Write out the entries again exactly as they are given.
** Begin INPUT FOR THIS TASK **
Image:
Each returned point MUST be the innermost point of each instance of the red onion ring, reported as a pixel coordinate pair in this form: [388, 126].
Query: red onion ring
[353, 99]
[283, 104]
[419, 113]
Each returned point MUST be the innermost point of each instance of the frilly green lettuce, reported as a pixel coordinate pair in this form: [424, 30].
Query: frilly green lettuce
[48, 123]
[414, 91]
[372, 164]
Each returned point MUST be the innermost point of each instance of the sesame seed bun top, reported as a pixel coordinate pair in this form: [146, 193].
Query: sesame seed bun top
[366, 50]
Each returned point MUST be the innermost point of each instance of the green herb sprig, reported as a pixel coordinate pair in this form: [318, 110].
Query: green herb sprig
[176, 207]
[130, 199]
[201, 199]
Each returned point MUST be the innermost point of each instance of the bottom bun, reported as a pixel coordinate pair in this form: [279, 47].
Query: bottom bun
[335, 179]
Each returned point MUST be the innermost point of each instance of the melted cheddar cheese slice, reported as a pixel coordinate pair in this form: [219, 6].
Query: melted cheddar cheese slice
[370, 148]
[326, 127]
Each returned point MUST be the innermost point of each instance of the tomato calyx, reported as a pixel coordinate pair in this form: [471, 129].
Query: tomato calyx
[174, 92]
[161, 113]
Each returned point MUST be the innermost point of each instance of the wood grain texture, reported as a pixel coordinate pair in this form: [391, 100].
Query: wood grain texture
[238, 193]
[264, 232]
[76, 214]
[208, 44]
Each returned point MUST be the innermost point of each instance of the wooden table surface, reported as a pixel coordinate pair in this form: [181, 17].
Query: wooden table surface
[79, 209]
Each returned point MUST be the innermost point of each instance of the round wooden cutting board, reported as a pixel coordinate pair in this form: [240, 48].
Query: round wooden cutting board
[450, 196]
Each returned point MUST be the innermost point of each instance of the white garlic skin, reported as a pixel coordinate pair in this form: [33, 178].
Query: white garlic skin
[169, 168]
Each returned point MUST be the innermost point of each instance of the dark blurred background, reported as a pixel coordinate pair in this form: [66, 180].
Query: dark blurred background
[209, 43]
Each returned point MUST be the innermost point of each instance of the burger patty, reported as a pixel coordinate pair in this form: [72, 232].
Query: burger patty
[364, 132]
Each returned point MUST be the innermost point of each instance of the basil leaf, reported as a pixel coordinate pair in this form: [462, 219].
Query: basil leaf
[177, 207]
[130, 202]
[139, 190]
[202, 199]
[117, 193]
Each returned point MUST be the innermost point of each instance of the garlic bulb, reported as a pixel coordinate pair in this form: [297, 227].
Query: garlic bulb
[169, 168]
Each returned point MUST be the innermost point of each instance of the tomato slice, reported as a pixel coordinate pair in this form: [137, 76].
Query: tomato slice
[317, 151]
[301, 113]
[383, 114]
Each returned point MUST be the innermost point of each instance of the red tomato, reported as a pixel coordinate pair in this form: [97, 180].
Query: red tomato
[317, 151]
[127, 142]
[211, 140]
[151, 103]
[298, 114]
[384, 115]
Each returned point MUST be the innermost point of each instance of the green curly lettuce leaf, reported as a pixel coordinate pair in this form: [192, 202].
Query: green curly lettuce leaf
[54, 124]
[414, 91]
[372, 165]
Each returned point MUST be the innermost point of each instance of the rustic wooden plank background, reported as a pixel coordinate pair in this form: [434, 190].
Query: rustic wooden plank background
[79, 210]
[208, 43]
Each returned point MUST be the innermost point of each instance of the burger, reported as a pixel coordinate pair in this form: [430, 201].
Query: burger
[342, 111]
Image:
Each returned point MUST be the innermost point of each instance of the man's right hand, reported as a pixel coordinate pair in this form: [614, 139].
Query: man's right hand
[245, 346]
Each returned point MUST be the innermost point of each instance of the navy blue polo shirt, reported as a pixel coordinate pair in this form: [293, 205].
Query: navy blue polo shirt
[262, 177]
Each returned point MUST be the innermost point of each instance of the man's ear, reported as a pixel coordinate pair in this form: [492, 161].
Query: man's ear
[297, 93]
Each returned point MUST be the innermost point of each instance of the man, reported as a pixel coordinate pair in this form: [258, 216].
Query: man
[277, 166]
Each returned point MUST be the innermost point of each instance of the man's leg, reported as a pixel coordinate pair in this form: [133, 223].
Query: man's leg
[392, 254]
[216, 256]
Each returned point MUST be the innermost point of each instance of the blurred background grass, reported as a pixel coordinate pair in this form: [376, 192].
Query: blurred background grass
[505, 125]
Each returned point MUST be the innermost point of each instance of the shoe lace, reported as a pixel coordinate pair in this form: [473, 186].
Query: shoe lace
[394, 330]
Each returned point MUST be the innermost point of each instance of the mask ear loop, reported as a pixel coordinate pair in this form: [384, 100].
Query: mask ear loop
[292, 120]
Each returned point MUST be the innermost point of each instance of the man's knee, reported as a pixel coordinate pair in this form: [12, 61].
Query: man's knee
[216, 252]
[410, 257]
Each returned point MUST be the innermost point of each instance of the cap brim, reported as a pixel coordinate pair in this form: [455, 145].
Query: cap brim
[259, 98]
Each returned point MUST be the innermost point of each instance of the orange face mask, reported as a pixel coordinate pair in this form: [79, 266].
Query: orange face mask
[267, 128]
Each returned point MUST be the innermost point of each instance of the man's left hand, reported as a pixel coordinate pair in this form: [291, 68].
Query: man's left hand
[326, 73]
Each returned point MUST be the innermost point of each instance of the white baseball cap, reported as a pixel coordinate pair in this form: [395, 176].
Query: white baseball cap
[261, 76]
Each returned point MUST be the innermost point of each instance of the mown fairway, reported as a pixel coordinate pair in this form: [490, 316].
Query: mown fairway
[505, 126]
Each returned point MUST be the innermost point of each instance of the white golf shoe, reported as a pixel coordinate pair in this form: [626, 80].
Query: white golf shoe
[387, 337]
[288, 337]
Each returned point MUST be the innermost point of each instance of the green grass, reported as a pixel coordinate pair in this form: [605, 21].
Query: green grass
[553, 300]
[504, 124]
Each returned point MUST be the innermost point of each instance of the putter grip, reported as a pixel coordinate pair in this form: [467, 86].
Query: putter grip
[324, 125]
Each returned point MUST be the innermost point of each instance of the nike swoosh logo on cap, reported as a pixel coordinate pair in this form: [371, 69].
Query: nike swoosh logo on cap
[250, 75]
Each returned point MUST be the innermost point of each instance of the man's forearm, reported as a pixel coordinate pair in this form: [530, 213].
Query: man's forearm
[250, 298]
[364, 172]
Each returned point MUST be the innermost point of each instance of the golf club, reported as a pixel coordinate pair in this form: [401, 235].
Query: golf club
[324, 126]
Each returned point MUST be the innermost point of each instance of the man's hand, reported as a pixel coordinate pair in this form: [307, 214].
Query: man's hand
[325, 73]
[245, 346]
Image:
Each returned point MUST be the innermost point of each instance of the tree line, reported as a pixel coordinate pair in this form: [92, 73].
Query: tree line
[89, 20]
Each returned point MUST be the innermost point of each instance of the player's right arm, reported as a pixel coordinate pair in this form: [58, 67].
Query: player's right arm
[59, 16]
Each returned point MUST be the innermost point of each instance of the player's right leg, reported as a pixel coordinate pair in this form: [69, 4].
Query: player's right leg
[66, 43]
** End INPUT FOR THIS TASK **
ANSWER TO THE EXERCISE:
Image:
Each returned point MUST be the innermost point of each instance of the red onion ring, reported as a pixel coordinate pair in this form: [388, 126].
Query: red onion ring
[353, 99]
[283, 104]
[419, 113]
Each returned point MUST be the innermost point of each instance of the frilly green lettuce, reported as a pixel coordinate pair in this form: [424, 30].
Query: frilly green lettuce
[48, 123]
[414, 91]
[372, 164]
Each returned point MUST be the innermost point of each instance of the sesame seed bun top, reported as a pixel coordinate pair in this form: [146, 193].
Query: sesame seed bun top
[366, 50]
Each returned point MUST be the innermost point of each instance of the green herb sprig, reported as a pixel coordinate pair in this form: [318, 110].
Query: green herb sprig
[176, 207]
[130, 199]
[201, 199]
Each returned point MUST be the innermost point of each instance of the bottom bun, reported as a pixel coordinate pair in this form: [279, 47].
Query: bottom bun
[335, 179]
Each returned point MUST be the innermost point of each instance of the melted cheddar cheese slice, reported as a pixel coordinate pair in this form: [219, 6].
Query: melted cheddar cheese slice
[370, 148]
[326, 127]
Each returned point MUST be the innermost point of each instance of the tomato calyx, reported as a pixel coordinate pair in this form: [471, 129].
Query: tomato calyx
[174, 92]
[161, 113]
Each returned point MUST be the innermost point of each instance of the wood grain texture, reported as a pixel coordinate pair in this form: [391, 100].
Query: wood grain texture
[238, 193]
[264, 232]
[76, 214]
[208, 44]
Each returned point MUST be the innermost point of each instance of the wooden table surface, reported as a pixel coordinate pair in this form: [181, 17].
Query: wooden table surface
[79, 209]
Each returned point MUST be the innermost point of each instance of the round wooden cutting board, reported as a pixel coordinate pair in this form: [240, 48].
Query: round wooden cutting board
[450, 196]
Each returned point MUST be the innermost point of each instance of the white garlic skin, reported as a pixel coordinate pair in this form: [33, 178].
Query: white garlic skin
[169, 168]
Each returned point MUST be the innermost point of each instance of the dark blurred background, reported as a pixel coordinate pair in this form: [66, 180].
Query: dark blurred background
[209, 43]
Each returned point MUST be the innermost point of each instance of the burger patty, reported as a pixel coordinate pair in this form: [72, 232].
Query: burger patty
[364, 132]
Each returned point MUST be the innermost point of each instance of the basil leaf, reported as a pixel coordinate pair in this form: [462, 219].
Query: basil leaf
[177, 207]
[130, 202]
[139, 190]
[202, 199]
[117, 193]
Each returned point MUST be the innermost point of each instance of the garlic bulb, reported as a pixel coordinate pair in this form: [297, 227].
Query: garlic bulb
[169, 168]
Each returned point MUST be the innermost point of each instance of the tomato slice, reported as a pixel coordinate pair in this form: [137, 76].
Query: tomato slice
[317, 151]
[301, 113]
[383, 114]
Each returned point MUST be the innermost point of each instance of the red tomato, reported as a pixel coordinate pair in this form: [97, 180].
Query: red tomato
[317, 151]
[127, 142]
[211, 140]
[151, 103]
[298, 114]
[384, 115]
Each returned point MUST be the innermost point of each instance of the green curly lettuce leaf, reported as a pixel coordinate pair in this form: [192, 202].
Query: green curly lettuce leaf
[54, 124]
[414, 91]
[372, 165]
Each returned point MUST be the innermost point of each instance of the rustic wooden plank background, reported as a pixel coordinate pair in this form: [434, 190].
Query: rustic wooden plank background
[79, 210]
[208, 43]
Each returned point MUST be the innermost point of each instance of the burger, reported as a pixel coordinate pair in this form: [430, 201].
Query: burger
[342, 111]
Image:
Each returned point MUST be the innermost point of each instance of the man's right hand, reported as a pixel coordinate pair in this form: [614, 139].
Query: man's right hand
[245, 346]
Each returned point MUST be the innermost point of each instance of the navy blue polo shirt, reported as a pixel coordinate pair in this form: [293, 205].
Query: navy blue polo shirt
[262, 177]
Each returned point MUST be the innermost point of each instance of the man's ear, reported as a pixel coordinate pair in this form: [492, 161].
Query: man's ear
[297, 93]
Each returned point MUST be the innermost point of each instance of the man, reported as a pixel coordinate pair in this form: [258, 216].
Query: man
[277, 166]
Each returned point MUST be the innermost point of each instance of the man's leg, reported as a pixel coordinate pair in this form: [133, 223].
Query: man's leg
[392, 254]
[216, 256]
Each returned point MUST be the innermost point of each instance of the blurred background grass, reported as a pixel coordinate pair in this form: [376, 192].
Query: blurred background grass
[505, 125]
Each returned point MUST be the innermost point of each instance of the shoe lace, reported as a pixel coordinate pair in this form: [473, 186].
Query: shoe lace
[394, 330]
Each returned point MUST be the innermost point of each instance of the mask ear loop, reported as a pixel coordinate pair in this form: [384, 100].
Query: mask ear loop
[292, 120]
Each returned point MUST be the innermost point of each instance of the man's knee, reported as a pixel coordinate pair in this form: [12, 61].
Query: man's knee
[216, 252]
[410, 257]
Each returned point MUST be the innermost point of each instance of the cap brim, reported as a pixel coordinate pair in this form: [455, 145].
Query: cap brim
[259, 98]
Each returned point MUST be the innermost point of each instance of the orange face mask, reported as a pixel coordinate pair in this form: [79, 266].
Query: orange face mask
[267, 128]
Each returned point MUST be the innermost point of each instance of the man's left hand, reported as a pixel coordinate pair in this form: [291, 68].
Query: man's left hand
[326, 73]
Each returned point MUST be the innermost point of each instance of the white baseball cap, reported as a pixel coordinate pair in this form: [395, 176].
Query: white baseball cap
[261, 76]
Each returned point MUST be the innermost point of each instance of the mown fairway, reported as a pixel coordinate pair in this form: [490, 316].
Query: mown fairway
[505, 126]
Each returned point MUST be the innermost point of each instance of the white golf shoe, reported as a pixel coordinate pair in this form: [626, 80].
Query: white golf shoe
[387, 337]
[288, 337]
Each returned point MUST be the innermost point of each instance of the green grass, reported as a pixel coordinate pair in this form: [605, 21].
Query: green grass
[553, 300]
[504, 124]
Each returned point MUST be the innermost point of each instance of the putter grip, reported as a pixel coordinate pair in this form: [467, 86].
Query: putter grip
[324, 125]
Each returned point MUST be the innermost point of each instance of the nike swoosh logo on cap, reported as a pixel coordinate pair in this form: [371, 69].
Query: nike swoosh logo on cap
[250, 75]
Each returned point MUST be the innermost point of each instance of the man's forearm, reported as a pixel coordinate pair in this form: [530, 213].
Query: man's forearm
[250, 298]
[364, 172]
Each returned point MUST be the innermost point of each instance of the golf club, reported as a pixel coordinate pair in this form: [401, 235].
Query: golf club
[324, 126]
Each returned point MUST be the innermost point of each instance of the man's hand, reported as a pixel coordinate pair in this form: [307, 214].
Query: man's hand
[325, 73]
[245, 346]
Image:
Each returned point MUST be the innermost point of each instance of the tree line, reported as a pixel coordinate pair in this form: [92, 73].
Query: tree line
[89, 20]
Each returned point MUST be the innermost point of each instance of the player's right arm, reported as a pixel coordinate pair in this form: [58, 67].
Query: player's right arm
[59, 16]
Each returned point MUST be the innermost point of each instance of the player's right leg, reported as a pixel coordinate pair in this form: [69, 4].
Query: player's right leg
[66, 43]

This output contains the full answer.